What the exercise asks: All that should appear is the run of lines from the one containing "the grassy shoreline" through the end of the records, each repeated exactly.

Source data:
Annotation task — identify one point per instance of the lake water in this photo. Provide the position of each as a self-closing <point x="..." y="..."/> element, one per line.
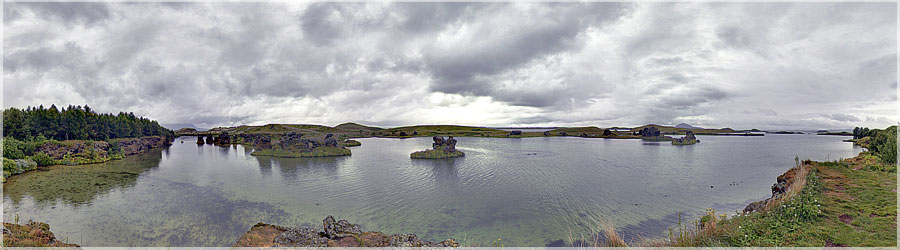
<point x="527" y="192"/>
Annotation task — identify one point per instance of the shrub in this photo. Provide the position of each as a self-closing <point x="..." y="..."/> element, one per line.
<point x="13" y="149"/>
<point x="42" y="159"/>
<point x="9" y="167"/>
<point x="885" y="145"/>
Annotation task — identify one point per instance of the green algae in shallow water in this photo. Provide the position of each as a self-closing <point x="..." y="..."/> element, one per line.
<point x="316" y="152"/>
<point x="436" y="154"/>
<point x="79" y="184"/>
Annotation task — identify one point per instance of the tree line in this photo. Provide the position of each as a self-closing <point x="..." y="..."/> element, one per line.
<point x="881" y="142"/>
<point x="76" y="123"/>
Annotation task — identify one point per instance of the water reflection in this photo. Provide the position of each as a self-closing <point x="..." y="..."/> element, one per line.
<point x="444" y="171"/>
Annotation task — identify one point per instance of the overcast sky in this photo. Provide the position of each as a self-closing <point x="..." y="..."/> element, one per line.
<point x="743" y="65"/>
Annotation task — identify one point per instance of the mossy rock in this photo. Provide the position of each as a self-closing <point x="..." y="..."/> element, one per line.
<point x="436" y="154"/>
<point x="351" y="143"/>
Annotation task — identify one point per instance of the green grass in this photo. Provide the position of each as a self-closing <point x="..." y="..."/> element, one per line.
<point x="435" y="154"/>
<point x="351" y="143"/>
<point x="316" y="152"/>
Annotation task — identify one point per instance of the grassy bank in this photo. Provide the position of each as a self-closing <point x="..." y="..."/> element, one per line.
<point x="31" y="234"/>
<point x="842" y="203"/>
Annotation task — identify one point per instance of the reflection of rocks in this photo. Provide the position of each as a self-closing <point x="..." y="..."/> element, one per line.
<point x="31" y="234"/>
<point x="336" y="234"/>
<point x="782" y="183"/>
<point x="223" y="139"/>
<point x="340" y="228"/>
<point x="649" y="132"/>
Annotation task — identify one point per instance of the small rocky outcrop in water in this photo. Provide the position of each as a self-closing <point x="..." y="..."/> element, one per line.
<point x="649" y="132"/>
<point x="335" y="234"/>
<point x="223" y="139"/>
<point x="688" y="139"/>
<point x="330" y="141"/>
<point x="31" y="234"/>
<point x="293" y="145"/>
<point x="440" y="149"/>
<point x="339" y="229"/>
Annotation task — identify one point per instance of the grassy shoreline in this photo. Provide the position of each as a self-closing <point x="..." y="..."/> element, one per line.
<point x="851" y="202"/>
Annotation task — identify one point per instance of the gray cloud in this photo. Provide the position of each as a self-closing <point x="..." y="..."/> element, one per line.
<point x="599" y="64"/>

Task output:
Annotation task — identify one point per instance of the grassy shoreline in this photo. Provide the position of each as a self-closing <point x="..." y="..."/> element, one per line.
<point x="851" y="202"/>
Annotation task — identify one point per instance of the gray cloud in this photo. Provide the position of each as a self-closing <point x="..." y="..."/> element, one per line.
<point x="599" y="64"/>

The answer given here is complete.